(The data Opens)
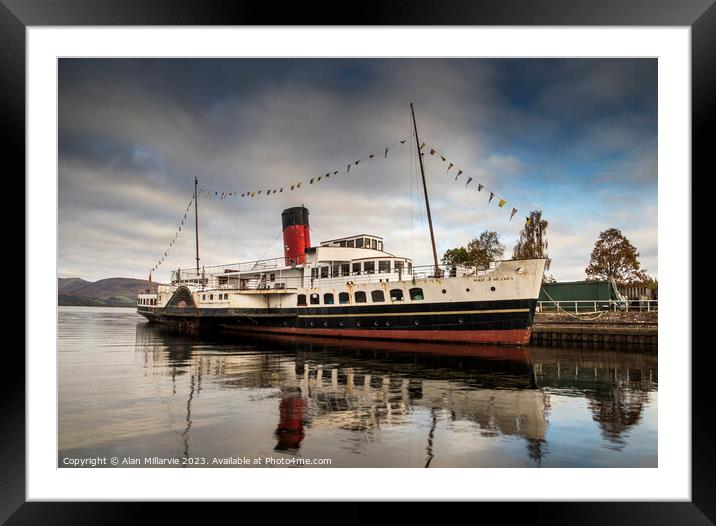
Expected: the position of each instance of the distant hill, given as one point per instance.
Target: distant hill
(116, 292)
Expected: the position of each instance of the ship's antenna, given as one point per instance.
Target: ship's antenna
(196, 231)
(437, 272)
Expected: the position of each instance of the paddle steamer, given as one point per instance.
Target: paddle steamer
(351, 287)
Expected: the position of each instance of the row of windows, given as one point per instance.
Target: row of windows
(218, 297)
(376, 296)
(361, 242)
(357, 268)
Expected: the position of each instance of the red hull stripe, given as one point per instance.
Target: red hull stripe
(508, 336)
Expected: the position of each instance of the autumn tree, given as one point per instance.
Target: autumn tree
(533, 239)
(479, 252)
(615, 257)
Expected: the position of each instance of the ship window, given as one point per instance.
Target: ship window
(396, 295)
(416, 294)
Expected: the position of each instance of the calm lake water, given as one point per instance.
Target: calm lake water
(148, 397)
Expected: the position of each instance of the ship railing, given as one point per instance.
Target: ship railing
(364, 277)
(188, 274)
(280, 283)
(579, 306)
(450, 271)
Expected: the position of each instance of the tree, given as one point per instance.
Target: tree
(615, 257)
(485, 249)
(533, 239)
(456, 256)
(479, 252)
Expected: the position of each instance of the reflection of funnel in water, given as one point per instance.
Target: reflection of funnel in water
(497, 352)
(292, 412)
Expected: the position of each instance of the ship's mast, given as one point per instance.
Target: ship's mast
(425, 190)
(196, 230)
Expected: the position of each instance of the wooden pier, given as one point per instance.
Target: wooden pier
(The data Closes)
Exercise prompt:
Once the lines holding the word "wooden" in the material above are counted, report that number by itself.

Final answer:
2